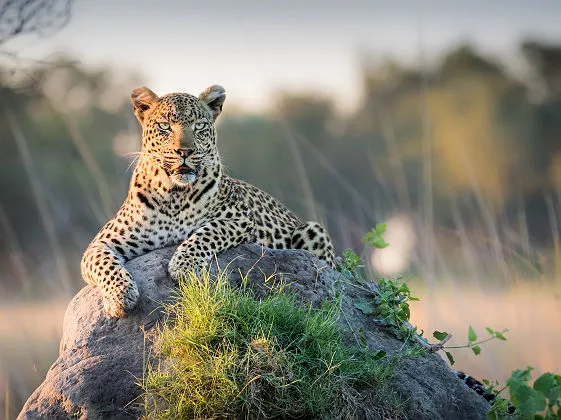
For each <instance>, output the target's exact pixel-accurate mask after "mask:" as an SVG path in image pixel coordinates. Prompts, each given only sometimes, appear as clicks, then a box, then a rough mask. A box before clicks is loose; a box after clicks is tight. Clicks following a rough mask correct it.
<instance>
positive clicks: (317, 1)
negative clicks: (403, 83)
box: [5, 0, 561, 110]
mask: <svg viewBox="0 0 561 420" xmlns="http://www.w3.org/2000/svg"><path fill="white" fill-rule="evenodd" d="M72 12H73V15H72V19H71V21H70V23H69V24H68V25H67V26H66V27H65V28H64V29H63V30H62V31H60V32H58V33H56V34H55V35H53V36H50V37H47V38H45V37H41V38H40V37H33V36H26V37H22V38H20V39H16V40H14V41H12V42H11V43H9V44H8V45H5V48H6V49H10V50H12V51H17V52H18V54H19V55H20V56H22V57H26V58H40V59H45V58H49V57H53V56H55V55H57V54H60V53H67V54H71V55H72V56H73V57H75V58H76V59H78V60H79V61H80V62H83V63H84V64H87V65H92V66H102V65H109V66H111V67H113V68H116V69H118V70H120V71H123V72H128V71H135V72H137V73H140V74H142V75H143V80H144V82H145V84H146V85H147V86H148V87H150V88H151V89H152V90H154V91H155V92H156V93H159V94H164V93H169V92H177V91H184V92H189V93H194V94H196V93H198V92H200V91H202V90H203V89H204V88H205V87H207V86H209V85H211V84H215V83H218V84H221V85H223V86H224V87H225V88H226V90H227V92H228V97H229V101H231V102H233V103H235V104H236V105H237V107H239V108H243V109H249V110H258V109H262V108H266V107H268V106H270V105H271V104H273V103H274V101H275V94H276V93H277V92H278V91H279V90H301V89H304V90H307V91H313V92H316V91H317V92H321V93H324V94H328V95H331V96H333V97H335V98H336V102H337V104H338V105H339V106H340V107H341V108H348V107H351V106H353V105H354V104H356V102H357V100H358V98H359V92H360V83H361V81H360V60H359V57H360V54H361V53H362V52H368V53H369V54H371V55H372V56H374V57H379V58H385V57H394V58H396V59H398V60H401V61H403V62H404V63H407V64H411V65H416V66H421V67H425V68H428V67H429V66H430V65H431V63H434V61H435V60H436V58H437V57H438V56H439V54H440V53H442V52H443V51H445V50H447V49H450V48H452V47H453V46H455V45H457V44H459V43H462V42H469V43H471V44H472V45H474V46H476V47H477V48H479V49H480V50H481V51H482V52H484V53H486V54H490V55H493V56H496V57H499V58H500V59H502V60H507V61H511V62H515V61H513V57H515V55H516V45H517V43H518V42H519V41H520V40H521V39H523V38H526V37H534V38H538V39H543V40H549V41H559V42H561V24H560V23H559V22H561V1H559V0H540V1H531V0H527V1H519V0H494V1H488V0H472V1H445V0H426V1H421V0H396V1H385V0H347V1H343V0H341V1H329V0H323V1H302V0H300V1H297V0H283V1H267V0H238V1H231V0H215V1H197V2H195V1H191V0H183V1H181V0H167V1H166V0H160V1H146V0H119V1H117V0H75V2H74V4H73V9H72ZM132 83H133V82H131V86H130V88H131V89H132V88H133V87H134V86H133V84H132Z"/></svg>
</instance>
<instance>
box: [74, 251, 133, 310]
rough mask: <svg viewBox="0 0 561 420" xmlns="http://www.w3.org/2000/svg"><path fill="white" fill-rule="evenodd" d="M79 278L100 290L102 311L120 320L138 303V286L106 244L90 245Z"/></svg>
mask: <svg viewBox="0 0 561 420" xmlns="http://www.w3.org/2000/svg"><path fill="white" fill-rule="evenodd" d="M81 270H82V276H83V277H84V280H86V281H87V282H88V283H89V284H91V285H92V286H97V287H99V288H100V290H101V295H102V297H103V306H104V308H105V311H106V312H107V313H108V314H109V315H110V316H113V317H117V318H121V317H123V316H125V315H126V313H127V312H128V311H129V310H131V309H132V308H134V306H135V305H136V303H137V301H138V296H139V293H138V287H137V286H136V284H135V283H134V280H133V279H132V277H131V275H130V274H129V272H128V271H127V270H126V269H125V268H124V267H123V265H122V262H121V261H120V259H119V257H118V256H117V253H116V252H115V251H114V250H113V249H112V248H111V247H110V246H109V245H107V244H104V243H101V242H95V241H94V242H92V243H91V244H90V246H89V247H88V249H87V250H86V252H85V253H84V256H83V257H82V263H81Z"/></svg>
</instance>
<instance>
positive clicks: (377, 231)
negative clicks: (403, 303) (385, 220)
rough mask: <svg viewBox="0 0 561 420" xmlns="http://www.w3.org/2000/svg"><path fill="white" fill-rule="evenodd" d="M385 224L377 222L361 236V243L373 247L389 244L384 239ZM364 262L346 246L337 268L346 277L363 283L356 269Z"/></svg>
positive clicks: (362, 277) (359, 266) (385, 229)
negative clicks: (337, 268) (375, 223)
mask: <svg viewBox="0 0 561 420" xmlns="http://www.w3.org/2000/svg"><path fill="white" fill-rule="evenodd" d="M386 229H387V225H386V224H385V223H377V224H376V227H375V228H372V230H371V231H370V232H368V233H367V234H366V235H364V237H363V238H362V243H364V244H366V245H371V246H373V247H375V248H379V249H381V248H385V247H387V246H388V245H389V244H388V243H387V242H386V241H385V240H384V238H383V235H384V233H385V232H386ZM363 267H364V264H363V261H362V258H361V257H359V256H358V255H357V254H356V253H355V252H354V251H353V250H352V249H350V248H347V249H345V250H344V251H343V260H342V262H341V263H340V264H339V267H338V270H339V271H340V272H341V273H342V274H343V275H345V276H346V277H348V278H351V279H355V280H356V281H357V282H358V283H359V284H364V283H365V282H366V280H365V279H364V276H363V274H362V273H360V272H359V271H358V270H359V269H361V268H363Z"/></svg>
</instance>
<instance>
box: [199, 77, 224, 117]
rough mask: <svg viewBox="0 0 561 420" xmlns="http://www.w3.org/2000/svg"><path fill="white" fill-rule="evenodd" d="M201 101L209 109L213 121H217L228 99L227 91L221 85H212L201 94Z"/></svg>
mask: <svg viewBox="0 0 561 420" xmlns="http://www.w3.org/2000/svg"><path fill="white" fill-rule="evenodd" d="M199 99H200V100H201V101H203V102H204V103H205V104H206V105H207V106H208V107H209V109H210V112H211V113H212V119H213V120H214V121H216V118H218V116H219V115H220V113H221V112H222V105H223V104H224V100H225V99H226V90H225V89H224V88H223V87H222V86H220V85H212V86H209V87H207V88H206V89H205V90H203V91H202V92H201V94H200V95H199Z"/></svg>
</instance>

▶ _PROBLEM_:
Write out every line of the data that holds the word "positive".

▶ _EXERCISE RESPONSE_:
positive clicks: (317, 1)
positive clicks: (377, 231)
positive clicks: (362, 277) (359, 266) (385, 229)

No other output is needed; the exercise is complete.